- The problem:
Render these lines as a JSON list of strings, with one string per line and blank lines omitted.

Object point labels
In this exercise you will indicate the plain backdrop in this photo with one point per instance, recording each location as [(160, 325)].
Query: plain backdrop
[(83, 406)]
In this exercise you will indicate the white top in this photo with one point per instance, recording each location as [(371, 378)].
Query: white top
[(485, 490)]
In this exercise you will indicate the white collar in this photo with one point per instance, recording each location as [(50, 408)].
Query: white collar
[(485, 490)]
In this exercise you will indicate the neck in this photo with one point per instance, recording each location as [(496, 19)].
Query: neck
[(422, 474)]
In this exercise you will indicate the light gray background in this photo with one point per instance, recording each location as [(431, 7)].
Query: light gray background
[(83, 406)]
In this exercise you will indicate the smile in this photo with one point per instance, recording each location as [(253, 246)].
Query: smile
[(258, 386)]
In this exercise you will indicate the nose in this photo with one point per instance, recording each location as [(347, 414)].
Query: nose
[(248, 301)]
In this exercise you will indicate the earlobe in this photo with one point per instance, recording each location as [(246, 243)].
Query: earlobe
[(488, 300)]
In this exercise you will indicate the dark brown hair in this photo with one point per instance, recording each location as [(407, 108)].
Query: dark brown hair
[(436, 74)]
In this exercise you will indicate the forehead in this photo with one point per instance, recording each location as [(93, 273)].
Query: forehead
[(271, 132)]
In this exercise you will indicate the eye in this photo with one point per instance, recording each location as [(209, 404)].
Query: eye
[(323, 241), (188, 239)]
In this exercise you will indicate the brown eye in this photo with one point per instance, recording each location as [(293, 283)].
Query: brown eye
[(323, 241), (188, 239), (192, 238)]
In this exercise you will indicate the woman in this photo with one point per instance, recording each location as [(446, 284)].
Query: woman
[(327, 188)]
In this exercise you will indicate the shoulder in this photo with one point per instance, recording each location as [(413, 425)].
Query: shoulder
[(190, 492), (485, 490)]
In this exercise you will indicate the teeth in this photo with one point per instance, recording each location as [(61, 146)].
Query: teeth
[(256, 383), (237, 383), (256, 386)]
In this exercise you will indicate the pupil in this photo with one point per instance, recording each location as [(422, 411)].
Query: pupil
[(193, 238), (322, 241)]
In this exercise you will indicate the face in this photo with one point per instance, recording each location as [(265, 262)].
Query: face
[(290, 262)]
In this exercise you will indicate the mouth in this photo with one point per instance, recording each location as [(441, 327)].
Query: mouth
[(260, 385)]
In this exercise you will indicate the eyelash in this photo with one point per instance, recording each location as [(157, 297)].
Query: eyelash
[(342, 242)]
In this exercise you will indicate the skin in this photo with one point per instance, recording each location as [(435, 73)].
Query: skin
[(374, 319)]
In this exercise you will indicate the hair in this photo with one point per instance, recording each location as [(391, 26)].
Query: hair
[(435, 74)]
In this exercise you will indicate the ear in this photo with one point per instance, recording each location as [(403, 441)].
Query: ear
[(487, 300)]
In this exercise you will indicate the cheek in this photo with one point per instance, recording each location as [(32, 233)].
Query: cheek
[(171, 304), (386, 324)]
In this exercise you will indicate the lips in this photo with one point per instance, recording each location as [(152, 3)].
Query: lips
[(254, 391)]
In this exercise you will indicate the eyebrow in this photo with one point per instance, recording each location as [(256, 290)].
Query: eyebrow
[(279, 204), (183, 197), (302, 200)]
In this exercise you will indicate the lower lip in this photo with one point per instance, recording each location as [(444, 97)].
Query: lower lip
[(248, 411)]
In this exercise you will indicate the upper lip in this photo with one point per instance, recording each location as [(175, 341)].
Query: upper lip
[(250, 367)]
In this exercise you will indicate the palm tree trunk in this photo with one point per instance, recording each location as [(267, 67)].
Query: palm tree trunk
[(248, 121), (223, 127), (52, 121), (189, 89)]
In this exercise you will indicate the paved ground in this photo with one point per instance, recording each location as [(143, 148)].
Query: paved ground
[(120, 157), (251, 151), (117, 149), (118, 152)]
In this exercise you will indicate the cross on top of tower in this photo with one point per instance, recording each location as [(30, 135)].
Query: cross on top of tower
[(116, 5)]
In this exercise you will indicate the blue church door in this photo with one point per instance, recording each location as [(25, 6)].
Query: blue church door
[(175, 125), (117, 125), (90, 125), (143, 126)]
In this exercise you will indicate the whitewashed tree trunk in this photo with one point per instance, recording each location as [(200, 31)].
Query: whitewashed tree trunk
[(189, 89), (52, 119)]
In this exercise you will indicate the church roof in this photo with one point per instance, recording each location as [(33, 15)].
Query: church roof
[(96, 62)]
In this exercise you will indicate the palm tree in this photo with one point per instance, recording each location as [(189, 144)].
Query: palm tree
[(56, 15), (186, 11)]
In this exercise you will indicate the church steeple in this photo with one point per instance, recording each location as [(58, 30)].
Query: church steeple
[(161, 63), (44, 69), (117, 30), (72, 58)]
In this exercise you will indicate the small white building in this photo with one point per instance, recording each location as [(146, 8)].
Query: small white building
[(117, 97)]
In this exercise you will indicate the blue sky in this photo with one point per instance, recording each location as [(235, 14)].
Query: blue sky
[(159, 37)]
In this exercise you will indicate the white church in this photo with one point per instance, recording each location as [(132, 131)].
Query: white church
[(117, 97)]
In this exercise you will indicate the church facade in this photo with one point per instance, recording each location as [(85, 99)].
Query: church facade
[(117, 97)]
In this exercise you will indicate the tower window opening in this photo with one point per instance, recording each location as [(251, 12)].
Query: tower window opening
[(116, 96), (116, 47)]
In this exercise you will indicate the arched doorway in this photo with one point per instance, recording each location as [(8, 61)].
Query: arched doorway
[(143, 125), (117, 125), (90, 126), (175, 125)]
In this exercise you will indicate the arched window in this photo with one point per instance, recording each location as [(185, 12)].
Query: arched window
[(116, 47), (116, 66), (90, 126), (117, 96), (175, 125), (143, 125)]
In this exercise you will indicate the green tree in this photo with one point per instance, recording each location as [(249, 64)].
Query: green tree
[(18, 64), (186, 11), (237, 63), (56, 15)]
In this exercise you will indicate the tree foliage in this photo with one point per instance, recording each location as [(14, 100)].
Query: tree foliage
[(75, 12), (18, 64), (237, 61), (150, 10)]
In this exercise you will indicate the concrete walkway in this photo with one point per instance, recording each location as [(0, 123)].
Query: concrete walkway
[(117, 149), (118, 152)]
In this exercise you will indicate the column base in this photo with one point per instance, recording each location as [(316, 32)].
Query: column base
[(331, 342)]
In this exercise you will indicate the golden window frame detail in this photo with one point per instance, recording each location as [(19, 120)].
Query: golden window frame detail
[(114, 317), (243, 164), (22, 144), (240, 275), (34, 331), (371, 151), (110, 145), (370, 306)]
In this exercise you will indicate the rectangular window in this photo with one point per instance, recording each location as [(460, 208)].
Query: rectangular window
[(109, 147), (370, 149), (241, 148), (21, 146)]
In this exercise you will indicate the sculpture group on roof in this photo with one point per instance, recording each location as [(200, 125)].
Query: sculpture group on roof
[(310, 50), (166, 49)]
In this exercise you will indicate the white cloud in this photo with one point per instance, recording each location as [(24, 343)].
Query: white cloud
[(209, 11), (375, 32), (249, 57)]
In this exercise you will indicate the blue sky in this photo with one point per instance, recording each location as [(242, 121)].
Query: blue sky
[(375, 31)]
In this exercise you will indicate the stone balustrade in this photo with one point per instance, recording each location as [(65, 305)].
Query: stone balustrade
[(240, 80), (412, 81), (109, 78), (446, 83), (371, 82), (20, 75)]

- Reply:
[
  "In this exercise you will indicate the plain backdrop in this photo with one point per instance, recording each location as [(160, 325)].",
  "Query: plain backdrop",
  "[(83, 406)]",
  "In this exercise you will indicate the white top in this photo with one point per instance, recording each location as [(371, 378)].",
  "Query: white top",
  "[(485, 490)]",
  "In this exercise you will indicate the white collar in this photo with one point per instance, recording each location as [(50, 408)].",
  "Query: white collar",
  "[(485, 490)]",
  "In this exercise you will indicate the neck in this photo with one point per instance, recording each location as [(496, 19)].",
  "Query: neck",
  "[(422, 474)]",
  "In this exercise you will indicate the light gray background in this photo with one point per instance, recording each location as [(431, 7)].",
  "Query: light gray background",
  "[(83, 406)]",
  "In this exercise you will indicate the smile in this photo with one point per instance, recording each location as [(253, 246)].",
  "Query: smile",
  "[(258, 386)]",
  "In this exercise you will indicate the nose in this photo with one point per instance, recording each location as [(347, 414)].",
  "Query: nose",
  "[(248, 301)]",
  "In this exercise you will indicate the earlobe in this photo with one point per instance, recording each location as [(246, 243)].",
  "Query: earlobe",
  "[(488, 300)]",
  "In this exercise you will indicate the dark brown hair in this photo with one point per instance, recording each location as [(407, 108)].",
  "Query: dark brown hair",
  "[(436, 74)]",
  "In this exercise you will indicate the forehead in this photo with one point per instance, recording each location as [(93, 273)].",
  "Query: forehead",
  "[(271, 132)]",
  "In this exercise you will indicate the eye in this photo with one point per instance, recording each location as [(209, 404)].",
  "Query: eye",
  "[(323, 241), (188, 239)]",
  "In this exercise you will indicate the brown eye in this photo with one point per instance, recording each location as [(293, 283)].",
  "Query: brown eye",
  "[(323, 241), (188, 239), (192, 238)]",
  "In this exercise you will indicate the woman in this photo with one point per instance, recording each location as [(446, 284)].",
  "Query: woman",
  "[(327, 188)]",
  "In this exercise you will indicate the shoulder in this photo with one point per instance, recording each location as [(413, 425)].",
  "Query: shoulder",
  "[(190, 492), (485, 490)]",
  "In this exercise you will indicate the teeth in this photo with one point per instance, recording each location as [(61, 146)].",
  "Query: teeth",
  "[(256, 383), (237, 383), (256, 386)]",
  "In this exercise you will indicate the pupil in this photo with one point per instance, recording each location as [(422, 411)].",
  "Query: pupil",
  "[(193, 238), (322, 241)]",
  "In this exercise you will indicate the face in this photo with one point per instance, recording each location as [(265, 262)].",
  "Query: face",
  "[(290, 262)]",
  "In this exercise you will indicate the mouth in this photo with one point per instance, recording each location as [(441, 327)].",
  "Query: mouth",
  "[(260, 385)]",
  "In this exercise you will indicate the eyelash in this photo with one point per instance, recording each location as [(157, 297)].",
  "Query: eyelash",
  "[(342, 242)]",
  "In this exercise you will indicate the skin in this photo with one point per instance, recording each location as [(435, 73)].",
  "Query: skin",
  "[(374, 319)]",
  "In this exercise you will indicate the hair in this photo with one point per instance, recording each location as [(391, 26)].",
  "Query: hair",
  "[(435, 74)]",
  "In this exercise you will indicate the ear in this photo with one point per instance, recording each location as [(403, 441)].",
  "Query: ear",
  "[(487, 300)]",
  "In this exercise you will indicate the cheek in this photo with one point per instance, recording each location as [(32, 233)].",
  "Query: cheek",
  "[(171, 304), (386, 324)]",
  "In this exercise you will indicate the lips in this photo with one point per instance, recording each location as [(152, 3)].",
  "Query: lips",
  "[(254, 391)]",
  "In this exercise you will indicate the eyebrow in this photo with one point per instance, recording each location as [(256, 290)].",
  "Query: eyebrow",
  "[(279, 204), (183, 197), (302, 200)]",
  "In this exercise you will indicate the lower lip in this photo with one point per instance, recording each location as [(444, 97)].",
  "Query: lower lip",
  "[(248, 411)]",
  "In this exercise you will indicate the upper lip in this photo with one point per instance, recording each location as [(175, 341)].",
  "Query: upper lip",
  "[(250, 367)]",
  "In this exercise you will indicate the palm tree trunk in this photo with one point per instance, recording each location as [(267, 67)].",
  "Query: palm tree trunk",
  "[(248, 121), (223, 127), (52, 121), (189, 89)]",
  "In this exercise you will indicate the paved ground in this photo with one point per instance, recording each location as [(143, 148)].",
  "Query: paved ground",
  "[(120, 157), (251, 151), (117, 149), (118, 152)]",
  "In this exercise you will indicate the cross on top of tower in this photo with one point per instance, recording each location as [(30, 135)].",
  "Query: cross on top of tower",
  "[(116, 5)]",
  "In this exercise you will indicate the blue church door in this photo with one point per instance, recording each location as [(25, 6)].",
  "Query: blue church door",
  "[(175, 125), (117, 125), (90, 125), (143, 126)]",
  "In this exercise you will indicate the whitewashed tree trunk in this photo with one point per instance, recording each location as [(200, 31)].",
  "Query: whitewashed tree trunk",
  "[(189, 89), (52, 119)]",
  "In this exercise you will indicate the church roof in this photo with one point per instance, recording each location as [(33, 15)].",
  "Query: church roof",
  "[(96, 62)]",
  "In this exercise you will indicate the palm tree in this photo with one point per instance, recording each location as [(189, 144)].",
  "Query: palm tree",
  "[(56, 15), (186, 11)]",
  "In this exercise you will indicate the church steeple in this photo with one point per instance, recording each location as [(58, 30)].",
  "Query: church steeple",
  "[(161, 63), (44, 69), (117, 30), (72, 58)]",
  "In this exercise you will indicate the small white building in this photo with one point per instance, recording each location as [(146, 8)].",
  "Query: small white building",
  "[(117, 97)]",
  "In this exercise you will indicate the blue sky in this photo with one point per instance, recording each location as [(235, 14)].",
  "Query: blue sky",
  "[(159, 37)]",
  "In this exercise you will indicate the white church in this photo with one point per instance, recording each location as [(132, 131)].",
  "Query: white church",
  "[(117, 97)]",
  "In this exercise you will indicate the church facade in this photo with one point per instance, recording each location as [(85, 99)].",
  "Query: church facade",
  "[(117, 97)]",
  "In this exercise you will indicate the tower window opening in this photo with one point per instance, recording each location as [(251, 12)].",
  "Query: tower window opening",
  "[(116, 96), (116, 47)]",
  "In this exercise you will indicate the arched doorway in this photo with one point per instance, recording each location as [(8, 61)].",
  "Query: arched doorway",
  "[(143, 125), (117, 125), (90, 126), (175, 125)]",
  "In this exercise you will indicate the arched window in this photo with one point per instance, recording each location as [(185, 12)].",
  "Query: arched window",
  "[(116, 47), (116, 66), (90, 126), (117, 96), (175, 125), (143, 125)]",
  "In this exercise you will indicate the green tree in this photo with one point per instance, recording each location as [(249, 64)].",
  "Query: green tree",
  "[(18, 64), (186, 11), (237, 63), (56, 15)]",
  "In this exercise you will indicate the tree foliage in this photo with one point per instance, recording each location as [(14, 100)].",
  "Query: tree foliage",
  "[(75, 12), (18, 64), (237, 61), (150, 10)]",
  "In this exercise you will indicate the concrete walkway in this photo with one point per instance, recording each location as [(0, 123)].",
  "Query: concrete walkway",
  "[(117, 149), (118, 152)]",
  "In this exercise you will indicate the column base in this photo with one point per instance, recording each location as [(316, 32)].",
  "Query: column base",
  "[(331, 342)]",
  "In this exercise you will indicate the golden window frame detail in this photo with one point per instance, recording each location as [(19, 120)].",
  "Query: golden window frame detail",
  "[(114, 317), (243, 164), (22, 144), (240, 275), (34, 331), (371, 151), (110, 145), (370, 306)]",
  "In this exercise you will indicate the rectangular window in this photo with one point per instance, recording each location as [(460, 208)].",
  "Query: rectangular window",
  "[(109, 147), (370, 149), (241, 148), (21, 146)]",
  "In this exercise you will indicate the sculpture group on roof in this photo with one point per instance, recording each location as [(200, 125)].",
  "Query: sculpture group on roof",
  "[(310, 50), (166, 49)]",
  "In this exercise you will indicate the white cloud in this photo with one point per instance, recording each location as [(24, 343)].",
  "Query: white cloud",
  "[(209, 11), (375, 32), (249, 57)]",
  "In this exercise you will indicate the blue sky in this photo with one point per instance, recording each location as [(242, 121)].",
  "Query: blue sky",
  "[(375, 31)]",
  "In this exercise you will indicate the stone balustrade in this photo with one point per instance, recording each location as [(65, 305)].",
  "Query: stone balustrade",
  "[(240, 80), (412, 81), (109, 78), (446, 83), (371, 82), (20, 75)]"
]